* WHAT THE TASK ASKS
In the entries below, write out word for word the stretch from the line containing "Annotation guideline: for every instance of the blue painted" through the line containing "<point>613,342</point>", including both of those lines.

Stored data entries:
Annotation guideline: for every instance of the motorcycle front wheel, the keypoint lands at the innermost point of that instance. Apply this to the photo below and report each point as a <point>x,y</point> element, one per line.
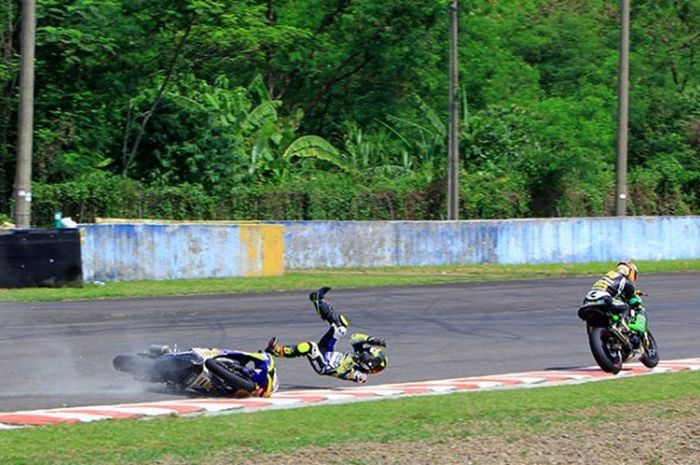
<point>651,353</point>
<point>606,349</point>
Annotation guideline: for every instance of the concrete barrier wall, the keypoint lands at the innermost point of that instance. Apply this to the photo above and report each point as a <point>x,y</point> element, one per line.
<point>329,244</point>
<point>125,252</point>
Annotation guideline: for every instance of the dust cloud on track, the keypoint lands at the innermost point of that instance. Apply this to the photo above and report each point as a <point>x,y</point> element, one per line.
<point>60,354</point>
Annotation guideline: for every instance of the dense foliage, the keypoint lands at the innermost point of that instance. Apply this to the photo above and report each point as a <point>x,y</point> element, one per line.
<point>337,109</point>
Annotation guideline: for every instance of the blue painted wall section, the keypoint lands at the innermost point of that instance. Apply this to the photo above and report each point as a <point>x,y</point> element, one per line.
<point>121,252</point>
<point>329,244</point>
<point>124,252</point>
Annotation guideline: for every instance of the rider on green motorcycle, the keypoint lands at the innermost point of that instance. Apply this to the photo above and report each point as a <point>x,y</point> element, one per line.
<point>616,290</point>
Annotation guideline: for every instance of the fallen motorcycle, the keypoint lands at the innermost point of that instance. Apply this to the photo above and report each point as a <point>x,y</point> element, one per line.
<point>612,341</point>
<point>192,371</point>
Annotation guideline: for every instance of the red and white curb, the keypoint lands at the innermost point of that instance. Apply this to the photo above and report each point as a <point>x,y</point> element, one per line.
<point>291,399</point>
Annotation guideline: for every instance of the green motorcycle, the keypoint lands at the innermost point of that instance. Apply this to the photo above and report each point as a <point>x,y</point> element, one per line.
<point>613,342</point>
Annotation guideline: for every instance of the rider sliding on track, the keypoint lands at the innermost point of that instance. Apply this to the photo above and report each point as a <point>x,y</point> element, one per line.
<point>368,354</point>
<point>616,290</point>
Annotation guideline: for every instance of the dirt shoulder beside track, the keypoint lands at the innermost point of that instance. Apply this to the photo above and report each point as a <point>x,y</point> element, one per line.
<point>651,434</point>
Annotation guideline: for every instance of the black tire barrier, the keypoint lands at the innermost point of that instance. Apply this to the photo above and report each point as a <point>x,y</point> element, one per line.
<point>40,258</point>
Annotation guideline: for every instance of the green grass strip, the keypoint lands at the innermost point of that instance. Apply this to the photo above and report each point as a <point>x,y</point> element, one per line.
<point>206,439</point>
<point>340,278</point>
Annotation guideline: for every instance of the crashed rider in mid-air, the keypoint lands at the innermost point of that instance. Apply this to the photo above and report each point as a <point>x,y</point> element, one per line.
<point>368,352</point>
<point>616,290</point>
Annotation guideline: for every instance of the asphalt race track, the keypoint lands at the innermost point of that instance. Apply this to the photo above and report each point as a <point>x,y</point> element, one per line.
<point>59,354</point>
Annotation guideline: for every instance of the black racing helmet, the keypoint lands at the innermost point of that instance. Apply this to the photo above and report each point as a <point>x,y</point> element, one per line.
<point>372,360</point>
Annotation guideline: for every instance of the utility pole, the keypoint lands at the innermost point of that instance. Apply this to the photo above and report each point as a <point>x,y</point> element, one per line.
<point>23,173</point>
<point>453,136</point>
<point>623,110</point>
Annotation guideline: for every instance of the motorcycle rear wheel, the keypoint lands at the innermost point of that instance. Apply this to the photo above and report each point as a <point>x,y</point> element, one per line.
<point>603,344</point>
<point>651,352</point>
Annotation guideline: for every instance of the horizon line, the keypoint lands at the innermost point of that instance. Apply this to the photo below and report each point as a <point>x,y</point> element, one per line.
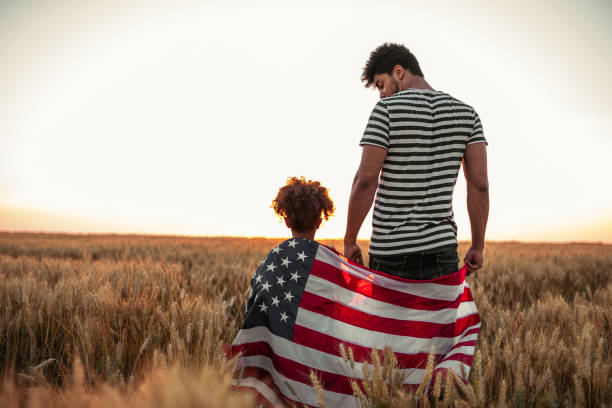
<point>143,234</point>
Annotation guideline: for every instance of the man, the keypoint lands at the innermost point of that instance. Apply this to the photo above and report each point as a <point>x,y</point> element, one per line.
<point>413,147</point>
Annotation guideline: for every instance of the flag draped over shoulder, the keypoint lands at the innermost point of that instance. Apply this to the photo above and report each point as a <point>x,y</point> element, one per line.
<point>306,299</point>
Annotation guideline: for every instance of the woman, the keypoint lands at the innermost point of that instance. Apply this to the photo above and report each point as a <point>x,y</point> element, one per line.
<point>276,291</point>
<point>302,204</point>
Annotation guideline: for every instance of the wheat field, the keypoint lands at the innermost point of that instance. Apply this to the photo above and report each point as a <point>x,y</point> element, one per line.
<point>117,321</point>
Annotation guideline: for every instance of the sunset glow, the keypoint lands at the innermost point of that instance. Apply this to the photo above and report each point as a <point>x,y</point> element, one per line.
<point>186,118</point>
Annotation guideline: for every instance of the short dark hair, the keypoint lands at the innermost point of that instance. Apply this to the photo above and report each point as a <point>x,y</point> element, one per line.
<point>302,203</point>
<point>385,57</point>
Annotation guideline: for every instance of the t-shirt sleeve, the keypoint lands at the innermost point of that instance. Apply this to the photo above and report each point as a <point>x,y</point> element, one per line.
<point>377,130</point>
<point>477,135</point>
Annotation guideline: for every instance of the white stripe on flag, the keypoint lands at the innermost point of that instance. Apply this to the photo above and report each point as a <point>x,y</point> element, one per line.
<point>425,289</point>
<point>306,355</point>
<point>357,301</point>
<point>373,339</point>
<point>261,388</point>
<point>303,393</point>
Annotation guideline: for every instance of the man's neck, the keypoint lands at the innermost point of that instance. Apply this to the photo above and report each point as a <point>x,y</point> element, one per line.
<point>416,82</point>
<point>306,235</point>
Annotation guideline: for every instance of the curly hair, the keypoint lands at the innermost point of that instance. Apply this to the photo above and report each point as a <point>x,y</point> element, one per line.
<point>385,57</point>
<point>301,203</point>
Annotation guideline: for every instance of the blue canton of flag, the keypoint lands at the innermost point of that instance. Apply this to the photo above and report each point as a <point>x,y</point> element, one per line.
<point>277,287</point>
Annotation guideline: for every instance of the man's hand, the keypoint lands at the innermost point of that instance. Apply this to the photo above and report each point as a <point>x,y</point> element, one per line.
<point>352,251</point>
<point>473,260</point>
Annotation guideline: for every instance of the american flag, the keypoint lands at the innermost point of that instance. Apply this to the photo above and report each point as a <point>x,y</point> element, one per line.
<point>306,299</point>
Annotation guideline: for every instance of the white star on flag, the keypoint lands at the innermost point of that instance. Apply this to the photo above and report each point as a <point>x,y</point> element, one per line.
<point>284,317</point>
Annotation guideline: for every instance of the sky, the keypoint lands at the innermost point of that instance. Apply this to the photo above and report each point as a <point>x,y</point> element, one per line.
<point>186,117</point>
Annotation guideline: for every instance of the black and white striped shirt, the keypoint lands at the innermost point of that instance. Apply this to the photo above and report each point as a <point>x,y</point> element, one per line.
<point>425,133</point>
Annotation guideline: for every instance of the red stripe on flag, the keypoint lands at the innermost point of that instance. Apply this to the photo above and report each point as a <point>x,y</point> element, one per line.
<point>346,280</point>
<point>346,314</point>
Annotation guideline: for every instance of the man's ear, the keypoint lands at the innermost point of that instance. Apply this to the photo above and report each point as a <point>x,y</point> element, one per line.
<point>399,72</point>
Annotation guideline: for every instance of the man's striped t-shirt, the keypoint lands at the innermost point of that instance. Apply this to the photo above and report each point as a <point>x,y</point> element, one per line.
<point>425,133</point>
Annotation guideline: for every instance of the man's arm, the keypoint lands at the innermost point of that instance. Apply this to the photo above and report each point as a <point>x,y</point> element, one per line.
<point>475,170</point>
<point>362,196</point>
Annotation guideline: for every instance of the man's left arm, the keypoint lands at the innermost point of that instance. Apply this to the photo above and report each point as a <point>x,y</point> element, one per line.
<point>362,196</point>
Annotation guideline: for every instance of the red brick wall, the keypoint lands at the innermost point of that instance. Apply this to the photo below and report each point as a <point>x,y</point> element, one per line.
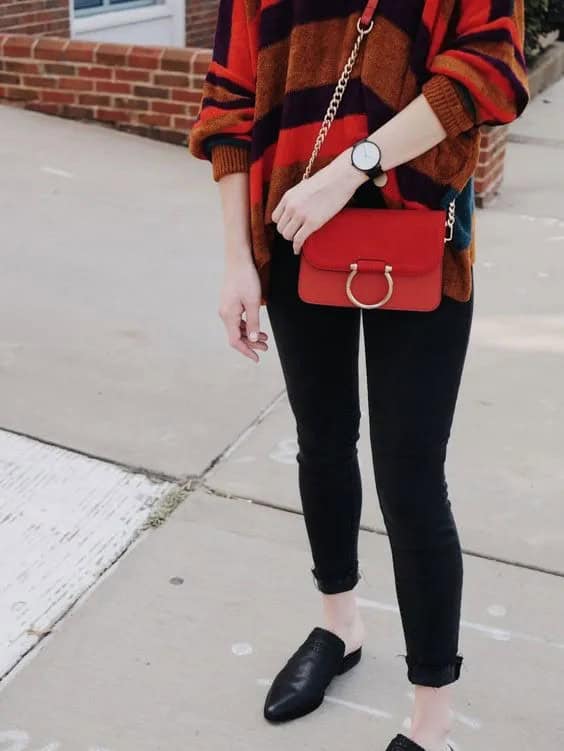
<point>153,91</point>
<point>201,18</point>
<point>489,172</point>
<point>47,17</point>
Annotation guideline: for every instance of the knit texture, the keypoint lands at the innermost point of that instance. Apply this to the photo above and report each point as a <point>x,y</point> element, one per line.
<point>274,67</point>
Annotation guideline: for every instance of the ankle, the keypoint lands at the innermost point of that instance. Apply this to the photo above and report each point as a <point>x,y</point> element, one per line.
<point>430,735</point>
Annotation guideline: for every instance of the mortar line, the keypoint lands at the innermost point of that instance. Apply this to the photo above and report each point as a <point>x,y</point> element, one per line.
<point>375,530</point>
<point>556,143</point>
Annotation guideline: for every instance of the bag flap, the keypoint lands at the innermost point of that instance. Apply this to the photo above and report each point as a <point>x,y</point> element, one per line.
<point>409,240</point>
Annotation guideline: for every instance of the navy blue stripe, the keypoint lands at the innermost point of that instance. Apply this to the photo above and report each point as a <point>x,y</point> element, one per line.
<point>223,32</point>
<point>492,35</point>
<point>521,95</point>
<point>501,8</point>
<point>278,20</point>
<point>228,85</point>
<point>414,184</point>
<point>309,106</point>
<point>232,104</point>
<point>211,141</point>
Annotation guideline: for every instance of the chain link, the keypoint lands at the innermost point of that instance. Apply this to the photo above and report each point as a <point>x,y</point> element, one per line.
<point>332,112</point>
<point>336,98</point>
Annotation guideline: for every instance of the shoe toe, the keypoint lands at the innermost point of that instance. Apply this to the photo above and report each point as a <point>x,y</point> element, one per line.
<point>283,705</point>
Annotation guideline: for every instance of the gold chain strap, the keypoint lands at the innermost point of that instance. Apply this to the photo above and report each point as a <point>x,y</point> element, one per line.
<point>334,106</point>
<point>337,96</point>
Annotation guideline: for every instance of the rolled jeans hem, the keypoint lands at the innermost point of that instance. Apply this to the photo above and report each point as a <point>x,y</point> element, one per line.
<point>334,585</point>
<point>433,675</point>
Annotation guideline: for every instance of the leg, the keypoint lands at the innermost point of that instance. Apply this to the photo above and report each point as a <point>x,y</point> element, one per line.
<point>318,350</point>
<point>414,367</point>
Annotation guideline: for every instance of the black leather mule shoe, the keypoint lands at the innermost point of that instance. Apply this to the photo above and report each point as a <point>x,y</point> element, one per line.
<point>300,686</point>
<point>402,743</point>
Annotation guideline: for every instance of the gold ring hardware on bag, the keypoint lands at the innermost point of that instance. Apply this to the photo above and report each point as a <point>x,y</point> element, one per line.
<point>364,30</point>
<point>383,301</point>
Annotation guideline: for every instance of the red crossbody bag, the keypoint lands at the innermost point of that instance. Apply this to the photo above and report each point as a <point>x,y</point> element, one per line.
<point>373,257</point>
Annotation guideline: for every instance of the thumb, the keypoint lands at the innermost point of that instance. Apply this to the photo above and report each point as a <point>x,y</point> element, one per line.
<point>253,322</point>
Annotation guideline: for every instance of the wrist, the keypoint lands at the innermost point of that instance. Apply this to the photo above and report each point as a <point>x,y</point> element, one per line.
<point>347,172</point>
<point>238,252</point>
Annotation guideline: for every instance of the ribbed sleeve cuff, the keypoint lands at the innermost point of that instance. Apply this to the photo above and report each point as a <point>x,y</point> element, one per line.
<point>227,159</point>
<point>442,95</point>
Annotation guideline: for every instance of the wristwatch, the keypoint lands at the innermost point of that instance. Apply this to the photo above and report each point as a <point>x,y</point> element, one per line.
<point>366,156</point>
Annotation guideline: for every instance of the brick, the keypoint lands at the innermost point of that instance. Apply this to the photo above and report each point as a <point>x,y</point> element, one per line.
<point>140,130</point>
<point>185,95</point>
<point>177,59</point>
<point>151,92</point>
<point>95,71</point>
<point>18,45</point>
<point>13,78</point>
<point>39,81</point>
<point>48,48</point>
<point>46,108</point>
<point>129,74</point>
<point>76,84</point>
<point>78,113</point>
<point>57,97</point>
<point>182,123</point>
<point>173,108</point>
<point>171,79</point>
<point>94,100</point>
<point>113,115</point>
<point>20,66</point>
<point>60,69</point>
<point>197,82</point>
<point>13,92</point>
<point>200,66</point>
<point>154,119</point>
<point>112,54</point>
<point>131,104</point>
<point>144,57</point>
<point>113,87</point>
<point>81,52</point>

* FINAL ANSWER
Annotation guideline: for every instance of the blue painted wall section, the keypoint lands at the innermost point of that instance. Apply this to the photo above and report each point as a <point>x,y</point> element, one per line.
<point>121,252</point>
<point>329,244</point>
<point>124,252</point>
Annotation guideline: for every instance of the rider on green motorcycle, the keypoint lands at the innermost point of that instance. Apply this to the photo above and report each point as a <point>x,y</point> element, one per line.
<point>616,290</point>
Annotation guideline: for every instance of the fallen motorcycle, the keypoint lands at the innermost point of that instance. Apply this to the photo above and report each point as a <point>x,y</point> element, one per line.
<point>612,341</point>
<point>192,371</point>
Annotation guideline: for every instance of the red and white curb, the keypoint lands at the innermost point of that instance. Apply this to the photo above and report each point as a <point>x,y</point> element, one per line.
<point>291,399</point>
Annotation guideline: for every instance of the green motorcycle, the keypoint lands at the innermost point of that instance. Apply this to the photo above and report each point as a <point>x,y</point> element, one per line.
<point>613,342</point>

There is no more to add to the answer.